#### Raw data ####
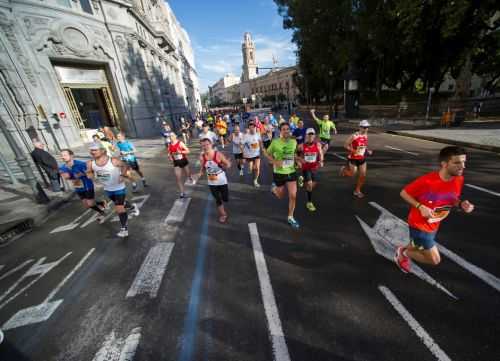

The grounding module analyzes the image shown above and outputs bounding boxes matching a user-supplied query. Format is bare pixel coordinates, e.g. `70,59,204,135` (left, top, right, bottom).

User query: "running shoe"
130,203,141,217
96,214,106,224
297,176,304,188
288,217,300,229
352,191,365,199
116,227,128,238
306,202,316,212
394,246,411,273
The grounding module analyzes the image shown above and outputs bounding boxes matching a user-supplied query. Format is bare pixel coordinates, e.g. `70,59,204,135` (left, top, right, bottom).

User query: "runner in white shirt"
229,125,244,176
243,121,264,188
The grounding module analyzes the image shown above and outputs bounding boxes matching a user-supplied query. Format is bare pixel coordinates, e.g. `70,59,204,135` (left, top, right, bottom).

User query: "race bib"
304,153,317,163
354,145,366,157
427,206,451,223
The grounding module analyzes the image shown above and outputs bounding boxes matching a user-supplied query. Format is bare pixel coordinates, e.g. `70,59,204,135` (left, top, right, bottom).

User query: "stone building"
0,0,201,163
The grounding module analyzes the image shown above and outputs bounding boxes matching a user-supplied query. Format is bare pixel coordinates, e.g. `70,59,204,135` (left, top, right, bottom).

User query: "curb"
385,130,500,153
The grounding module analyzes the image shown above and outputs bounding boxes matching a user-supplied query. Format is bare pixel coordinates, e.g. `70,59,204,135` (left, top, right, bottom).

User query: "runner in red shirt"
394,146,474,273
340,120,373,198
297,128,323,212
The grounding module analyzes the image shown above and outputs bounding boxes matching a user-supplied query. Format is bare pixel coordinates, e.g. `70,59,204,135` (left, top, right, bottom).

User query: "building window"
56,0,71,8
80,0,93,14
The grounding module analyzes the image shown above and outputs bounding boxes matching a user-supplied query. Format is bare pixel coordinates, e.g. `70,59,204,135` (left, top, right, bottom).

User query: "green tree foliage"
274,0,500,97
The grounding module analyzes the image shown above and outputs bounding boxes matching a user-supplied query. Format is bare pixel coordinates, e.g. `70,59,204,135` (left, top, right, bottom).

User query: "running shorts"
410,227,436,250
208,184,229,207
273,172,297,187
174,159,189,168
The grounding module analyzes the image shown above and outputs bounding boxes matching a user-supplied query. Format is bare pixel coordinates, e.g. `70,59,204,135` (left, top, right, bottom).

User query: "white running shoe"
116,228,128,238
96,214,106,224
130,203,141,217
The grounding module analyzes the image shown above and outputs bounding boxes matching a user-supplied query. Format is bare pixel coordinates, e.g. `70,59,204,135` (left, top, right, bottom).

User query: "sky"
167,0,296,93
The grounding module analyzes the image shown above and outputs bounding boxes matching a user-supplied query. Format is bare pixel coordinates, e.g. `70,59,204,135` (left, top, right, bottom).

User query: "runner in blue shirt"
116,132,148,192
59,149,107,223
292,120,306,144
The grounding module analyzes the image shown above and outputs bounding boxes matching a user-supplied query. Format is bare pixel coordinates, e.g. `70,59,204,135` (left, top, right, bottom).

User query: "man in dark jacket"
31,140,61,192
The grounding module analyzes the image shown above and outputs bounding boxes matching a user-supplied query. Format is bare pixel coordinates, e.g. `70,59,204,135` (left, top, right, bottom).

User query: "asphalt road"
0,122,500,361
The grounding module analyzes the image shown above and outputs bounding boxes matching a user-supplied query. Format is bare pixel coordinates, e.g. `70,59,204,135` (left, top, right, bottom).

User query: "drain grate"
0,219,33,246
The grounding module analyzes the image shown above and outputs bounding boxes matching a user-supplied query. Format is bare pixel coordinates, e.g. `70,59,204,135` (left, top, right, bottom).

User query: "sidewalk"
0,138,164,247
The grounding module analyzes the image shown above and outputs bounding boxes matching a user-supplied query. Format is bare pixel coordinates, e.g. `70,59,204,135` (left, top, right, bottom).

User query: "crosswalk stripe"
248,223,290,361
465,183,500,197
378,285,451,361
92,327,141,361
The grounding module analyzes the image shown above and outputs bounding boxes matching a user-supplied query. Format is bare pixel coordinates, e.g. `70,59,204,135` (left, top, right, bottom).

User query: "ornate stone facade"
0,0,201,155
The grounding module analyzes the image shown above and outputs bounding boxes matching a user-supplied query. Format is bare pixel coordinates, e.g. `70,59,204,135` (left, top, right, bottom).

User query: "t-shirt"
243,133,261,158
59,159,94,193
292,128,307,144
267,138,297,174
116,140,136,162
315,118,335,139
404,172,464,233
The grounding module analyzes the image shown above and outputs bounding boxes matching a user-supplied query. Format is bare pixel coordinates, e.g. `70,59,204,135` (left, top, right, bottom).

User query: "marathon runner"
394,146,474,273
297,128,323,212
311,109,337,154
168,133,195,198
87,143,139,238
243,122,263,188
59,149,106,224
340,120,373,198
199,138,231,223
230,125,244,177
116,132,148,192
266,123,299,229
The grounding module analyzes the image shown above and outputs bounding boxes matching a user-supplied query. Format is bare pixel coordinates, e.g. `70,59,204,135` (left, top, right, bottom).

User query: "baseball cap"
89,142,106,150
359,119,370,128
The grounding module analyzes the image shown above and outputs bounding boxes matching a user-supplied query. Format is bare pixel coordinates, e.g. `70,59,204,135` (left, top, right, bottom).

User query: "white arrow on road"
356,202,458,300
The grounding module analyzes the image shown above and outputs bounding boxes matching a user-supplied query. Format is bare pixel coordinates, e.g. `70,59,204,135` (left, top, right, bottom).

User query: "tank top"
348,133,368,159
233,133,243,154
302,142,319,170
203,152,227,186
243,133,261,158
92,157,125,192
168,140,186,160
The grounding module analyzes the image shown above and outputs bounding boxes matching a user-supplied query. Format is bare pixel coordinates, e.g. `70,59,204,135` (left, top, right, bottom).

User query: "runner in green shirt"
311,109,337,154
266,123,299,229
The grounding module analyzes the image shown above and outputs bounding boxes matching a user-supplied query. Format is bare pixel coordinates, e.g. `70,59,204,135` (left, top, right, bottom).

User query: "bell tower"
241,33,257,81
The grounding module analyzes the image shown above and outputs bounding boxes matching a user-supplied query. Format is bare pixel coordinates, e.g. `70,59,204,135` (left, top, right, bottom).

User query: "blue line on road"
178,198,213,361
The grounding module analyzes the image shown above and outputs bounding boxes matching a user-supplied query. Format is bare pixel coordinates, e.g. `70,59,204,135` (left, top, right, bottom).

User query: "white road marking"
50,209,92,234
0,252,72,309
2,248,95,330
465,183,500,197
126,242,174,298
248,223,290,361
92,327,141,361
111,194,150,222
356,212,458,299
0,259,33,281
378,286,451,361
385,145,418,156
370,202,500,292
163,198,191,224
332,153,347,160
####
- _What is needed_
Reproduce every one of the records above with "grounding module" replaced by "localization component" and all other text unchanged. Leave the pictures out of the output.

- _Result_
The localization component analyzes the image shown above and outputs bounding boxes matching a user-supplied query. Format is bare pixel coordinates, e.g. `70,59,204,135` (left, top, right, bottom).

User query: "running shoe"
130,203,141,217
96,214,106,224
297,176,304,188
288,217,300,229
352,191,365,199
116,227,128,238
306,202,316,212
394,246,411,273
The localization component analyzes the image shown above and outputs bounding boxes matching a user-supplied query. Format is bare pixel coordinates, e.g. `70,59,204,135` (left, top, right, bottom).

User query: "runner in white shirt"
229,125,244,176
243,121,264,188
The localization component analyzes the image shown above and outputs bounding boxes matching a user-supplied query. Format is bare pixel coordinates, e.g. `70,59,204,135` (left, top, right, bottom).

User query: "race bib"
304,153,317,163
354,145,366,157
427,206,451,223
The localization component analyzes the image shown above and outputs bounding boxes matching a user-supplied query. Format is bare pixel coordinates, e.g. `70,59,204,135` (left, top, right, bottom).

User query: "stone building"
0,0,201,163
The localization component analyzes the image shown above and outputs bounding boxes matching a user-supplied query. Format is bare pixel coordinates, e.g. `70,59,204,135` (left, top, right, bottom).

User query: "curb"
385,130,500,153
The localization component analyzes the image shown above and outputs bounding boxes matching a user-supplied query. Format is bare pixel coordinates, e.g. `70,59,204,135` (left, top, right, bottom).

User query: "runner in red shirt"
394,146,474,273
340,120,373,198
297,128,323,212
The localization component analyzes the image shown above and outputs bounding boxes matching a user-supplied query. Format is bare pixel coordinates, e.g. `70,59,204,135` (left, top, right, bottom).

User query: "building window"
56,0,71,8
80,0,93,14
The localization component analyzes the image shown above and outputs bounding boxes matching a user-supplied query. Format is bare pixel coordinates, e.g. `70,59,204,135` (left, top, right, bottom).

User query: "green tree foliage"
274,0,500,97
The localization component analyzes the image shown above and outputs bounding boxes matching a user-supplied query. Format is bare pixel coordinates, e.g. `70,59,204,135` (left, top, right, bottom).

User query: "running shorts"
410,227,436,250
208,184,229,207
273,172,297,187
174,159,189,168
The localization component analyzes the image shown above and outputs bounding boxes matching a user-supplied query. Format is bare pixel coordinates, e.g. `70,59,204,135` (left, top, right, bottom).

User query: "white running shoe"
116,228,128,238
96,214,106,224
130,203,141,217
The localization component analyzes the image shown above and outputs bounding boxes matching a user-supplied query. Format is bare pixel coordinates, e.g. `70,59,204,135` (left, top, right, bottom).

User query: "sky"
167,0,296,93
The localization component analyzes the image shown above and outputs bounding boxes matching a user-supplied query. Format is bare pixel coordinates, e.g. `70,59,204,135` (left, top, right, bottom).

User query: "runner in blue shirt"
116,132,148,192
59,149,107,223
292,120,306,144
The localization component analyzes the image shown above and outputs bounding boxes matching a user-supplied query. Format is bare pixel coordinates, e.g. `70,59,204,135` (left, top, right, bottom).

User query: "man in dark jacket"
31,140,61,192
The localization component analyzes the image shown above and outputs bounding boxes matching a user-supplied query. Format is bare pixel coordinates, e.g. `70,59,204,135` (left, top, right, bottom).

User query: "asphalt road"
0,122,500,361
The localization component analyzes the image shown above and outputs bounding boxes matching a user-supplied query. Format is bare pixel coordinates, e.g. `70,59,204,135` (left, top, right, bottom).

User query: "drain grate"
0,219,33,246
The localization component analyzes the image shown above and outputs bounding boxes matching a user-supplied query. Format is bare pixel coordinates, e.g. `70,59,204,135` (left, top, right, bottom).

User query: "sidewalk"
0,138,164,247
The localization component analyzes the image shown above and outputs bounding boxes matching a user-supplied query. Format is bare pixel coordinates, e.g. `70,59,204,135` (left, top, right, bottom).

User query: "crosswalk stripe"
248,223,290,361
465,183,500,197
378,285,451,361
92,327,141,361
The localization component analyzes the image shown above and outputs bounding boxes matching a user-supplied query. Format is bare pixel coordinates, e.g. `70,59,204,135` (left, top, right, bottom).

User query: "ornate stone facade"
0,0,201,155
The localization component analyzes the image shown above and outputs bounding boxes matching a user-supplied query. Format is bare pixel coordinates, e.g. `70,59,204,135` (left, top, right, bottom).

User query: "t-shirt"
243,133,261,158
59,159,94,193
292,128,307,144
267,138,297,174
116,140,136,162
315,118,335,139
404,172,464,233
The localization component analyzes the image shown above and outputs bounding boxes matching a user-supplied query. Format is bare pixel coordinates, e.g. `70,59,204,135` (left, top, right, bottom).

User query: "marathon runner"
394,146,474,273
297,128,323,212
311,109,337,154
168,133,195,198
87,143,139,238
243,122,263,188
59,149,106,224
340,120,373,198
199,138,231,223
230,125,244,177
116,132,148,192
266,123,299,229
The localization component analyzes the image shown above and outputs bounding boxes matching a user-supplied query. Format is bare pixel coordinates, e.g. `70,59,204,135` (left, top, right, bottom).

User query: "baseball cap"
89,142,106,150
359,119,370,128
The localization component analyzes the image shown above and outputs bounding boxes matching a user-supplied query. Format is bare pixel coordinates, e.g. `70,59,204,135` (left, top, right, bottom).

User query: "white arrow on road"
356,202,458,300
The localization component analyzes the image shown above and outputs bounding boxes matching a user-supplied query. Format is bare pixel coordinates, e.g. `70,59,204,135` (left, top, right, bottom).

User query: "tank top"
348,133,368,159
233,133,243,154
302,142,319,170
203,152,227,186
243,133,261,158
92,157,125,192
168,140,186,160
The localization component analyzes the image shown above and outputs bounding boxes matching a user-supplied query. Format is bare pixel coordinates, e.g. `70,59,204,135` (left, top, right, bottom).

User query: "runner in green shirt"
311,109,337,154
266,123,299,229
The localization component analyzes the image shown above and outputs bounding boxes matching a user-supplied query. Format is bare pixel coordinates, e.g. `70,59,204,135` (left, top, right, bottom).

User query: "bell tower"
241,33,257,81
The localization component analyzes the image shown above and outputs bounding boxes matching a user-supplied query. Format is bare pixel coordinates, e.g. `70,59,204,135` (left, top, right, bottom).

User query: "blue line on road"
178,198,213,361
The localization component analyzes the image shown above and outputs bounding boxes matching a user-supplied query. Format is bare pixel coordinates, e.g. `70,59,204,135` (left, top, right, bottom).

User query: "white road marking"
50,209,92,234
0,252,72,309
2,248,95,330
465,183,500,197
126,242,174,298
248,223,290,361
92,327,141,361
111,194,150,222
356,212,458,299
0,259,33,281
378,286,451,361
385,145,418,156
370,202,500,292
163,198,191,224
332,153,347,160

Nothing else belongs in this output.